▶ [Set problem]: Identify every line in the entries below that contains the word "scene", and copy each such line in full.

▶ [Data records]:
══════════

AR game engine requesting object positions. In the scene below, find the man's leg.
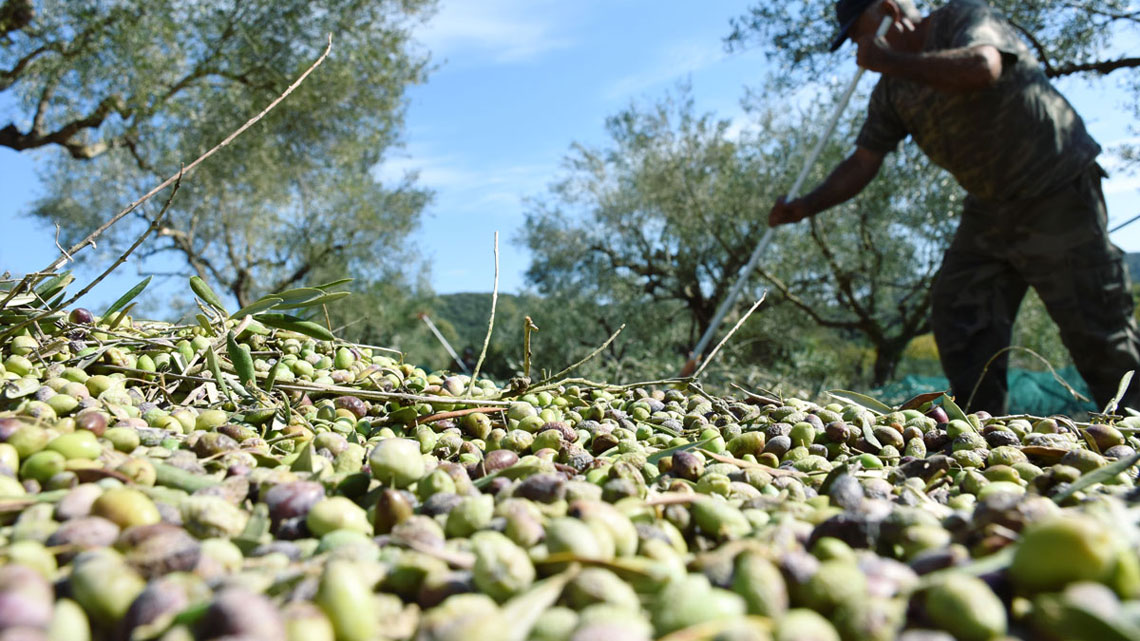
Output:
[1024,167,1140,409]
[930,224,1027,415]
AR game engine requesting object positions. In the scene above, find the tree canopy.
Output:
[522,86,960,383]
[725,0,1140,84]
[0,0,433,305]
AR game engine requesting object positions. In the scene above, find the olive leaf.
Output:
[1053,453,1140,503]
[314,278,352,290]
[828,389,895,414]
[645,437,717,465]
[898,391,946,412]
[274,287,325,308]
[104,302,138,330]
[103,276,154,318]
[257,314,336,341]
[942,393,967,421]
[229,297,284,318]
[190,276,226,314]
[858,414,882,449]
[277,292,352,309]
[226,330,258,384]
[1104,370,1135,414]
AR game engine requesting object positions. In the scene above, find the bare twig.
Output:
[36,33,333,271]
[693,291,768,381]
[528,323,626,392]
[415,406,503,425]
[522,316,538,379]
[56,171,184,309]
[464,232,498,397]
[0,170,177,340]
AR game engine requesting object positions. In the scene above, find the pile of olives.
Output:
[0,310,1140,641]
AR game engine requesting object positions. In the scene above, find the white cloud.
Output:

══════════

▶ [Answer]:
AR game engine requesting object positions. In the scene below, find the man's leg.
AR game engine requesting object positions. In the scene above, find the tree canopy.
AR game engine requesting object positions. In the scene above, find the olive leaf.
AR game engine requesting object positions. In the scene above, find the bare twig.
AR game engine requesting object positions. In the scene above, find the pile of olives.
AR game engine requesting object positions. In the scene above, find the white cloud.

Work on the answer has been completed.